TASKS TO COMPLETE:
A - According to the diabetes education post, what was the temperature in the apartment when the air conditioner quit working?
B - Return the passage of the diabetes education post from "A few summers" up to and including "using this method.", word for word.
-------- PAGE EXTRACT --------
January 27, 2015

Help in Diabetes Management Education – Part 1

Part 1 of 12

How many parts this will evolve into is a big question, but by the above you know that this will be in twelve parts. The first part is about knowing your equipment, how to use it, and the temperatures at which it can be operated. Yes, I have written about this before, but I still receive emails asking me where to find this information. Unfortunately, some of the emails tell me they could care less about proper storage or even using their meter at the proper temperature or even the test strips, as the doctor does not look at their logs even though he is the one telling them to test.

Sadly, this involves many patients and too many think they are testing for their doctor. Many of these are the same people that take the prescription for the pills (oral medication) and keep on the same destructive lifestyle. Yes, they take the medication or medications, but nothing else is changed. It is when they have the second or third appointment and the doctor tells them that their A1c is getting worse and really chews them out, that some wake up and decide to change, but again they don't know what to do or even how to make the changes necessary.

Knowing and learning about your diabetes equipment is saving the instructions that came with the equipment. Yes, the print is often smaller than many people my age enjoy reading, but that is why I keep a magnifier on my desk. The instructions for the meter are important and should be read. Learn the operating temperature range and the same for the test strips. Always keep the test strips in the container they are in and know the places not to store them.

A few summers ago, I had to wrap a cold pack in a towel and place it in a cooler and put my test strips in a large cooler when the air conditioner quit working. The temperature in the apartment was over 100 degrees and fans did help, but not enough for the test strips. I did not have any problems by storing them using this method.

In many rural or less populated areas of the United States, certified diabetes educators are not available so hopefully your doctor will give your some help or have a nurse that can help you. Diabetes support groups are also a good resource provided they share information and teach.
-------- PROVIDED MATERIAL --------
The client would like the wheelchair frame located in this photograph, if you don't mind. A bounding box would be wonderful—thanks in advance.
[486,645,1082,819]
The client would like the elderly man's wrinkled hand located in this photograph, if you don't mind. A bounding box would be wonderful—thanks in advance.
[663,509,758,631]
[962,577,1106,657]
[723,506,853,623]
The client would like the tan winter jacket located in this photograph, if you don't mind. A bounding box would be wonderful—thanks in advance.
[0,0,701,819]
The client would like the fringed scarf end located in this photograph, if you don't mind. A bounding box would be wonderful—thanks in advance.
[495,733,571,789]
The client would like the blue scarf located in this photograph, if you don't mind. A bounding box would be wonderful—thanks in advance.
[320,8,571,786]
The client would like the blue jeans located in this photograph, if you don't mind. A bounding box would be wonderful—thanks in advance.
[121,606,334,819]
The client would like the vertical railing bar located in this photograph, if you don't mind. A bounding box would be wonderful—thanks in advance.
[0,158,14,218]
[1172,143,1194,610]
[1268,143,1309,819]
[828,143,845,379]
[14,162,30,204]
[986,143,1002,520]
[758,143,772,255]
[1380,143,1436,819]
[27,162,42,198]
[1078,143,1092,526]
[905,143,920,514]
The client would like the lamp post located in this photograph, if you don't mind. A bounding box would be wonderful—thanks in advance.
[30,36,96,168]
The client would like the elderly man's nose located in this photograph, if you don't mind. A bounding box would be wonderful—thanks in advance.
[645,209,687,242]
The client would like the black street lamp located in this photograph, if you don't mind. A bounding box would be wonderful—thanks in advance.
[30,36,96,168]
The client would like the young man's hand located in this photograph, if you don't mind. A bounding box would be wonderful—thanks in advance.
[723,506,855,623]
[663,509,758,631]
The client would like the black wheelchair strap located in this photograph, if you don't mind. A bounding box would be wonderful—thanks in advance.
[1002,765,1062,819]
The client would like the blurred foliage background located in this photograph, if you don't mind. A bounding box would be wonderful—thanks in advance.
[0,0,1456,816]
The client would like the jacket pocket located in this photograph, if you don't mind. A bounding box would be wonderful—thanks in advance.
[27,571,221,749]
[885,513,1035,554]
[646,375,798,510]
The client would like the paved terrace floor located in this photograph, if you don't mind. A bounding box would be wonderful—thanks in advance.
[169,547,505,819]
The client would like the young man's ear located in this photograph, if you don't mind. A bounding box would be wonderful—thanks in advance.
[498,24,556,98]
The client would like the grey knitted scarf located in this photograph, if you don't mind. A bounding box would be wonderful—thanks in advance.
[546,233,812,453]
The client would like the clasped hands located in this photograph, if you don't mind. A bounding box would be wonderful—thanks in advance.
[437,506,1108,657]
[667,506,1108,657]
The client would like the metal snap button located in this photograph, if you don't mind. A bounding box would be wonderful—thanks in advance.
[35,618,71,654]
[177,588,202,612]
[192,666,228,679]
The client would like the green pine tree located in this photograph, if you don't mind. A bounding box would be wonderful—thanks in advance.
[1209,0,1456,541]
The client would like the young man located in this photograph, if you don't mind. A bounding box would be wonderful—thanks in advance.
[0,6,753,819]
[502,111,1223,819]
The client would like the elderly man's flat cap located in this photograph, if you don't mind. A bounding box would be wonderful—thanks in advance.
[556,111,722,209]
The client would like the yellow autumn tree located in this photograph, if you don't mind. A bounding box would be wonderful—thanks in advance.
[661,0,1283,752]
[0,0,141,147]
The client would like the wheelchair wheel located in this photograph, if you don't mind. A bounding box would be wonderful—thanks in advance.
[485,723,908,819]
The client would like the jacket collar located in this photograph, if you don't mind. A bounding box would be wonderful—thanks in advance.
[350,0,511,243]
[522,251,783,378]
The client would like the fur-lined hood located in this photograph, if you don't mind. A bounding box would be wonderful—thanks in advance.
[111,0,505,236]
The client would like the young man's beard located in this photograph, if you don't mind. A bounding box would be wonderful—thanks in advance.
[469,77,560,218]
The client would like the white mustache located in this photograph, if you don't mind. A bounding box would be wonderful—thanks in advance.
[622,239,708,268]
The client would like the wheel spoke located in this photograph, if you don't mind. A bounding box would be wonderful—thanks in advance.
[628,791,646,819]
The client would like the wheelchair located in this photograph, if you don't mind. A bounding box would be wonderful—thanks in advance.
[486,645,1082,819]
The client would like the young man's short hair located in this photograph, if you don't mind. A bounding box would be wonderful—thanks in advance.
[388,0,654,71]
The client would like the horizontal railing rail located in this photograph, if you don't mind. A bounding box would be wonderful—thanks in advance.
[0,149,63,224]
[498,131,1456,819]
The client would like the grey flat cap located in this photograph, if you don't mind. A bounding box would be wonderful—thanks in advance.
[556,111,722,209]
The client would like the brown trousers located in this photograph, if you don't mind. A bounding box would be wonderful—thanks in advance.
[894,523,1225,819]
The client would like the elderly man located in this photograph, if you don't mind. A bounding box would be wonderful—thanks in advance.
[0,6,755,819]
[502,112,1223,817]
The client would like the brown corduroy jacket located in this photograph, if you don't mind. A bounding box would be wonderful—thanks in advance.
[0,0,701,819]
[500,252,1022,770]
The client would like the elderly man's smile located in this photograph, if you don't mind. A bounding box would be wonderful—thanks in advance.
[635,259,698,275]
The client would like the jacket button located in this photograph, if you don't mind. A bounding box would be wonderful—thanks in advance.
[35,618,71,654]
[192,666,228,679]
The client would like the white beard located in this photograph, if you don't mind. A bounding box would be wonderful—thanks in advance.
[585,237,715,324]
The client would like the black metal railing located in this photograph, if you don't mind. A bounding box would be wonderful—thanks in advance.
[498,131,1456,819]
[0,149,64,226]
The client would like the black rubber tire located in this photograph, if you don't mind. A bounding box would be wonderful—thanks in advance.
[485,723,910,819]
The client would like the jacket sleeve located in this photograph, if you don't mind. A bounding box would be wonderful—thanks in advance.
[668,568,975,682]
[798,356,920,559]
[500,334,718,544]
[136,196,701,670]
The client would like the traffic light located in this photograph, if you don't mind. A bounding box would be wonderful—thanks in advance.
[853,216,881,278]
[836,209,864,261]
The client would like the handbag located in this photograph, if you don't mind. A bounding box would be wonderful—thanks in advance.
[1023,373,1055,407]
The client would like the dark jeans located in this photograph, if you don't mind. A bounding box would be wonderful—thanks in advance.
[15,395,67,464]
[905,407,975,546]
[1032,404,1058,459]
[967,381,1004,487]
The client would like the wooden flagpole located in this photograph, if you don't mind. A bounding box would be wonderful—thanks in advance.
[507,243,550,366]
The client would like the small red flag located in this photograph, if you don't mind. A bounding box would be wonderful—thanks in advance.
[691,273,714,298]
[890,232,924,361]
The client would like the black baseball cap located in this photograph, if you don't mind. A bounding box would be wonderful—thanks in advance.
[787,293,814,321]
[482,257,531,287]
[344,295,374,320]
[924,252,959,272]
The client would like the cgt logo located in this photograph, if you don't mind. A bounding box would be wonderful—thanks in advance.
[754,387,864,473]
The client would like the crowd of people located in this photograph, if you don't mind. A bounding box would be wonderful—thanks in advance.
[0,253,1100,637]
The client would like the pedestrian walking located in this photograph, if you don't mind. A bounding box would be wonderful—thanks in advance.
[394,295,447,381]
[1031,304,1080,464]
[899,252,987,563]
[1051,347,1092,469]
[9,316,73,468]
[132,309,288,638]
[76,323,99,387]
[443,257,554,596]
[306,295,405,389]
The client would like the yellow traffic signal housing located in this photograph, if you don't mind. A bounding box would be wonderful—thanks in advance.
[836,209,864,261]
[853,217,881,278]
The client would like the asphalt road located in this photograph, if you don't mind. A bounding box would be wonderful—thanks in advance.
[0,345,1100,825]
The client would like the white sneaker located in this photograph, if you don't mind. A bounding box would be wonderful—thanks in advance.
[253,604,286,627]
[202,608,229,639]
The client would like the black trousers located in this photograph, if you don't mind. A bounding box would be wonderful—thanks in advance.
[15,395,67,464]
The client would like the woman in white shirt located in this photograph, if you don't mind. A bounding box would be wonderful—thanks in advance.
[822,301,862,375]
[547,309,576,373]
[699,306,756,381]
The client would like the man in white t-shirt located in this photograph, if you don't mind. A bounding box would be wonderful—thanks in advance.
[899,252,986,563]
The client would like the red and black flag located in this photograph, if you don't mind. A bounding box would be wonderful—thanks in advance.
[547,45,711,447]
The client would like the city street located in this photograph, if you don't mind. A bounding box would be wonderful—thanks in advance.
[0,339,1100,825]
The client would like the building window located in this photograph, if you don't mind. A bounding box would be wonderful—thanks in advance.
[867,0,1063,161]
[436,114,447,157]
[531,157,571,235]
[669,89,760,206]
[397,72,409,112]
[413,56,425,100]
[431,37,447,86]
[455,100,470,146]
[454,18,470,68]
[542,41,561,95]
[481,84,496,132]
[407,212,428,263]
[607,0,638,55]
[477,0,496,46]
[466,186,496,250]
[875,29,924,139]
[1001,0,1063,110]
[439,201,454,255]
--------
SOLUTION LIST:
A - It was over 100 degrees.

B -
A few summers ago, I had to wrap a cold pack in a towel and place it in a cooler and put my test strips in a large cooler when the air conditioner quit working. The temperature in the apartment was over 100 degrees and fans did help, but not enough for the test strips. I did not have any problems by storing them using this method.